How could it be legal?

a/ he's innocent until proven guilty.
b/ being guilty does not invalidate his copyright.


It probably isn’t legal but I can’t imagine there being any significant penalty. What are his damages? He’s got 4 answers and 6 questions. Nothing really significant in his posts tbh. Not sure what Evan is talking about when he says “ Despite having fruitfully contributed to the network”

If they don’t want his name on there they should just take all his posts down, as it’s a distraction. I think Luigi has got bigger problems to worry about though.


It's not just about him specifically it's about the principal generally. Old Unix Geek is right.

We can't just un-person people. This is the entire point of due process and an open legal system. So the government can't just disappear people.

Now it's not even the government that has to do it, the private corporations we've given our lives over to can just do it for them.

It's like how privately owned platforms neatly sidestep the issue of actual free speech. No one owns their own identity anymore, and their card can be quite literally pulled.


Personally I find it rather hilarious that so many of the people who have been cheering on various tech companies efforts to suppress things they disagree with are now clutching their pearls about this murderous idiot getting their accounts deleted or masked. I’d have more sympathy if I had seen them defending others from being deplatformed, but I haven’t seen it. At least not by many people, and the ones that do tend to get attacked by people who are supposedly on their side.

GIVEN INFORMATION =>
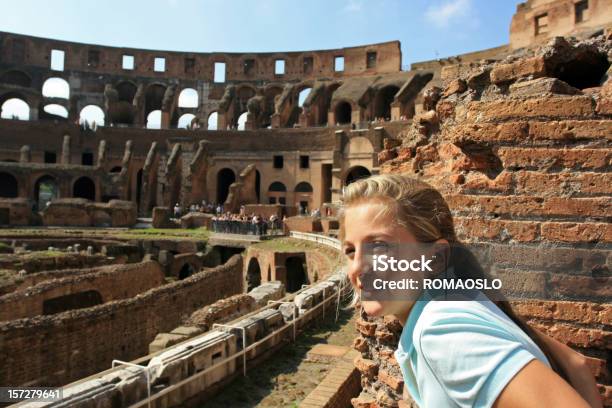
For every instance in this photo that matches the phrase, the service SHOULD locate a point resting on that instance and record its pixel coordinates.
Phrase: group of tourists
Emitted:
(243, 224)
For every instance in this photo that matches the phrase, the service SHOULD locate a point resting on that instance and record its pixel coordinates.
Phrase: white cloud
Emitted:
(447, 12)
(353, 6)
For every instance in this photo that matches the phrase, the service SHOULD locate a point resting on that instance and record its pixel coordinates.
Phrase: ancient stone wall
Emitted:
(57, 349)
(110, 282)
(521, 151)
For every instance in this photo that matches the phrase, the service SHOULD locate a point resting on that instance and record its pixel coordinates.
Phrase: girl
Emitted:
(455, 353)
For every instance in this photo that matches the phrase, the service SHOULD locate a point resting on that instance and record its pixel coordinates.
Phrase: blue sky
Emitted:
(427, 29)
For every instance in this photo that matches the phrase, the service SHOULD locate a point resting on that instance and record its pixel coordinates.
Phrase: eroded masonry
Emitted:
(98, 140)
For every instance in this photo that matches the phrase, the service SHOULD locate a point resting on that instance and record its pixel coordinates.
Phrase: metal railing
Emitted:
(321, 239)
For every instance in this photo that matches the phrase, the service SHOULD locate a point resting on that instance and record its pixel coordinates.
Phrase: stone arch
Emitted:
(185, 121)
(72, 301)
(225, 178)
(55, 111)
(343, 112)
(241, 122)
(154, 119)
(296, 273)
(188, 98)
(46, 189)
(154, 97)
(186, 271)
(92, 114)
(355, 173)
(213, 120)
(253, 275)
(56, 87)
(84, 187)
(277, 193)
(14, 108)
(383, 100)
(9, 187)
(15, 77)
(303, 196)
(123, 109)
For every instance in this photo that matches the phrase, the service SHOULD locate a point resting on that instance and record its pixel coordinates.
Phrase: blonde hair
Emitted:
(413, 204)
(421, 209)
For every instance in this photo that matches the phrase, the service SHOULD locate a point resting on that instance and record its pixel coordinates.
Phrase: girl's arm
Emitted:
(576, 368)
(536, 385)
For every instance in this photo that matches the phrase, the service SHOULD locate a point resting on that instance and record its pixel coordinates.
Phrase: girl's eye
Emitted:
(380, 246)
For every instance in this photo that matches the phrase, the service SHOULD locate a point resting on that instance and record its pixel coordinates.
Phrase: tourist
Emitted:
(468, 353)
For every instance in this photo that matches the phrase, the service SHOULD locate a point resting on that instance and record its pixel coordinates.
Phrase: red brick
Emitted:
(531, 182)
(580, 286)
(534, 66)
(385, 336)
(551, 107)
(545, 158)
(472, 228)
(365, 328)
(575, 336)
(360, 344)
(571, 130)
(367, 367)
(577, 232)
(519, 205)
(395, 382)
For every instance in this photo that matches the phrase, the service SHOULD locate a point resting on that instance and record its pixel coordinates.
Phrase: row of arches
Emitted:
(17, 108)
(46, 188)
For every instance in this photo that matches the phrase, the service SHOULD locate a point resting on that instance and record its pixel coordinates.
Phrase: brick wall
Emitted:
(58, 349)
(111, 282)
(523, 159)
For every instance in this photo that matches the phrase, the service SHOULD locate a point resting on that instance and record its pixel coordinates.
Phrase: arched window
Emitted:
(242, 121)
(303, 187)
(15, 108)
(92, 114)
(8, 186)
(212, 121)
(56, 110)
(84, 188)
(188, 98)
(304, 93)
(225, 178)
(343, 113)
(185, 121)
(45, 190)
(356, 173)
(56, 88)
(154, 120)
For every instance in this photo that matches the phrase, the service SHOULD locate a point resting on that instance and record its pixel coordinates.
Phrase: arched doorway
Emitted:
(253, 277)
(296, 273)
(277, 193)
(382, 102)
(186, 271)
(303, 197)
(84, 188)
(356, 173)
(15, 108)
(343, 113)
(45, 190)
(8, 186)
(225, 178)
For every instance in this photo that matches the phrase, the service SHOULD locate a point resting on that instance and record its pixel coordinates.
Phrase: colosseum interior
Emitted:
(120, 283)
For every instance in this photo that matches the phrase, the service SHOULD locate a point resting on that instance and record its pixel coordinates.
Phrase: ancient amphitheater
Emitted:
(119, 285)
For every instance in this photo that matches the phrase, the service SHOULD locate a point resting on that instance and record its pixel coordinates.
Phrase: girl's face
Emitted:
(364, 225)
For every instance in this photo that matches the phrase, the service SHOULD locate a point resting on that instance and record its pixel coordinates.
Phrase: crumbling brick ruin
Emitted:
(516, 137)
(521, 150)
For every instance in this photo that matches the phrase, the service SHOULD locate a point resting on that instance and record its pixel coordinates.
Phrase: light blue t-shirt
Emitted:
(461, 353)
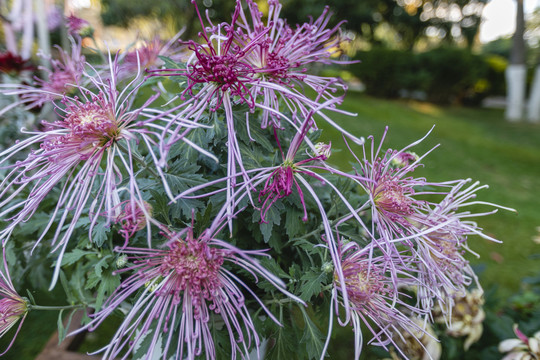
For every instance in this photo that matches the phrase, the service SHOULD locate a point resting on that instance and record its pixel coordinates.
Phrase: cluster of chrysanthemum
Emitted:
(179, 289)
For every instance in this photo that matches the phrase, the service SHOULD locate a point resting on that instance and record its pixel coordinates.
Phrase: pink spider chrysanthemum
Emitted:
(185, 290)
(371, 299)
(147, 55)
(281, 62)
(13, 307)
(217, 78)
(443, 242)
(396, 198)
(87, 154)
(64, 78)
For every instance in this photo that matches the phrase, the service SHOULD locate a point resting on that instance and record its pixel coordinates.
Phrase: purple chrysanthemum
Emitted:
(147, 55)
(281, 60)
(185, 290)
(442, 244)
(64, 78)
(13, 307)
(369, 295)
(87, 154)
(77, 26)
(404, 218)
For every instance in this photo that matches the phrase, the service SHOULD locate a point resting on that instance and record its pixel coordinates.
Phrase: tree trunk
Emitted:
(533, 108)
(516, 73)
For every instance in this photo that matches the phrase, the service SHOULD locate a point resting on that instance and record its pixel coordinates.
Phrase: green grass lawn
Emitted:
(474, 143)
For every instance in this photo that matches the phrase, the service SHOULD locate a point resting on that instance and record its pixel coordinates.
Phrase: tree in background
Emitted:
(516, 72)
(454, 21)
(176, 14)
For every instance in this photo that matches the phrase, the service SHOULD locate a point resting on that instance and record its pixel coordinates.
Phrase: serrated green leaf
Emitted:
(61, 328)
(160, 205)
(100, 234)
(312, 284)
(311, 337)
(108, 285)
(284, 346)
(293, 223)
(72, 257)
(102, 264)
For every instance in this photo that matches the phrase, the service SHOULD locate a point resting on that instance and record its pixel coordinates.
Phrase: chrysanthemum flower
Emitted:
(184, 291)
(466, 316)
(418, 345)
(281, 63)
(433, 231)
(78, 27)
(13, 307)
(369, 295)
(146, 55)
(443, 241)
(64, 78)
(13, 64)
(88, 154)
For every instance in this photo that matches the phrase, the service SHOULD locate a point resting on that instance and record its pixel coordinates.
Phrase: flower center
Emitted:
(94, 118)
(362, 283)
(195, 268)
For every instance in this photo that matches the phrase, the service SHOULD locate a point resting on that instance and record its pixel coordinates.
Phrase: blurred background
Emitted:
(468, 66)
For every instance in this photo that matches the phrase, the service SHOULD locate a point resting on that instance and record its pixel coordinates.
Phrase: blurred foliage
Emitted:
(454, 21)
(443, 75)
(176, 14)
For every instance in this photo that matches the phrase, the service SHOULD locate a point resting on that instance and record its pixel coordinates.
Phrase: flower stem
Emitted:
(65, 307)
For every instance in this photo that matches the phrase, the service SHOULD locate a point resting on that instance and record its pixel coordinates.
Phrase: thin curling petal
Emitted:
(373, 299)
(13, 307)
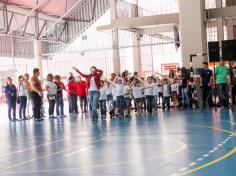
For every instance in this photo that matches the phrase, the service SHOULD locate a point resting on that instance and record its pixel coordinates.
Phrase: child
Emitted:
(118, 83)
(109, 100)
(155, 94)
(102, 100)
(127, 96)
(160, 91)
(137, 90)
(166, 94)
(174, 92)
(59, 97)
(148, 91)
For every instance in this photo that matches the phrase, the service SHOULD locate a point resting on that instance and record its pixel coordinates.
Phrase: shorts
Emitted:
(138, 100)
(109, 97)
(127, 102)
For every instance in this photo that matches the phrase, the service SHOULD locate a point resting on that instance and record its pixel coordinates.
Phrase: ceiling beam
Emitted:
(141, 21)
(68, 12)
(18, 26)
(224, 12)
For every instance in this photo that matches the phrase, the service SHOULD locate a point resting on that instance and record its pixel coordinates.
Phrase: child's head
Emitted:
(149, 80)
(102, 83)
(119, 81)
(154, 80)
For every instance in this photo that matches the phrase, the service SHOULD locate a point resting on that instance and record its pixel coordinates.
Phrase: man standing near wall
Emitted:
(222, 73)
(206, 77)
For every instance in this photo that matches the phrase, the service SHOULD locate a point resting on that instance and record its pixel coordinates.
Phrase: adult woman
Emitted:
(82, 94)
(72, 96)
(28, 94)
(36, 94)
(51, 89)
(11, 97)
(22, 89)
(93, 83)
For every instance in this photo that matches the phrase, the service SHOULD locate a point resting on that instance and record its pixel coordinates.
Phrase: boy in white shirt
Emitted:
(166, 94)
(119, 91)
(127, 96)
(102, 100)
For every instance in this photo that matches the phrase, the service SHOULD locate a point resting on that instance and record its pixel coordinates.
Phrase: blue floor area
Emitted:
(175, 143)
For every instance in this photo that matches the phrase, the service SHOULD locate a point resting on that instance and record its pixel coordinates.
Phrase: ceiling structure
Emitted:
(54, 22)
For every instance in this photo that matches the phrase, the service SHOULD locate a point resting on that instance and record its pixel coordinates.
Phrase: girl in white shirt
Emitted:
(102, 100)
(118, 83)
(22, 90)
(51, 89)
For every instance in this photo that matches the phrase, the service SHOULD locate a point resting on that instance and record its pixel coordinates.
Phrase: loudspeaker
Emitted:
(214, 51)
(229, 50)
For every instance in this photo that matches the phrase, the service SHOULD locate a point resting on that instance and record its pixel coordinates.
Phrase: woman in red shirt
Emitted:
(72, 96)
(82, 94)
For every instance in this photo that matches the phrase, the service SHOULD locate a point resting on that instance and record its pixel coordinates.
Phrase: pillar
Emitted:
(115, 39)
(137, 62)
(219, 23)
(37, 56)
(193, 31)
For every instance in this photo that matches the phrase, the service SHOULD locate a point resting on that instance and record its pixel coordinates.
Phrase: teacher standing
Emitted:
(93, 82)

EXERCISE 1 =>
Answer these questions about the comment thread on Luigi's posts.
(a) How many answers and how many questions does he have?
(b) Who is named as being right?
(c) What two things are said to be happening to the accounts?
EXERCISE 2 =>
Extend the comment thread on Luigi's posts beyond its last sentence.
The records were taken from a source other than the text.

EXERCISE RESULT 1 =>
(a) He has 4 answers and 6 questions.
(b) Old Unix Geek is named as being right.
(c) The accounts are being deleted or masked.

EXERCISE RESULT 2 =>
@gildarts Do you mean a lot of these people supported Trump being banned from Twitter because he posted stuff they didn’t agree with?

This guy has a few basic questions about SpriteKit on Stackoverflow and some pretty uninteresting “answers.” I mean sure I agree with everyone…that they shouldn’t keep the posts while changing his name. I say either take it all down or keep it as is. But it is pretty small potatoes…


“So many of the people who have been cheering on various tech companies’ efforts to suppress things they disagree with are now clutching their pearls.”

I think Twitter has every right to not publish somebody’s content on its platform if it doesn’t want to, and the same applies here. So, I’m not overly concerned about either of these situations. ‘Innocent until proven guilty’ is for the courts, not for you, me, or private companies. They have no obligation to keep someone’s content published, and depending on the situation, I also don’t see an ethical or moral issue with unpublishing somebody’s content.

It’s pretty obvious that Mangione killed that guy, and if Facebook doesn’t want to publish the words of somebody who is most likely a murderer, they’re not obligated to. Independently of whether they have any obligation, I also don’t see a moral or ethical issue with removing that content.

But I will say this:

1. There’s a difference between not wanting to publish somebody’s words because you don’t want them on your platform, and publishing them but then taking away the attribution.

2. There’s a difference between not publicly publishing somebody’s content, and deleting their account. You can log in to third-party services using your Facebook account. Taking that away doesn’t just mean that your content on Facebook disappears—it also means that you lose access to these third-party services. This goes way beyond just ‘we don’t want to offer a public platform to this person,’ and it is, in my opinion, messed up. The same applies to Twitter: I have no idea if Twitter SSO stopped working for suspended accounts, but if it did, that’s also messed up. The fallout of deleting an account will be even more devastating if other companies, like Google, start doing this, so I’d rather we didn’t even begin.

3. People are allowed to make nuanced ethical arguments. ‘People were fine with Twitter not publishing some content, and they’re not fine with this’ is not a compelling argument because you’re not addressing the reason why they might feel differently about the two situations.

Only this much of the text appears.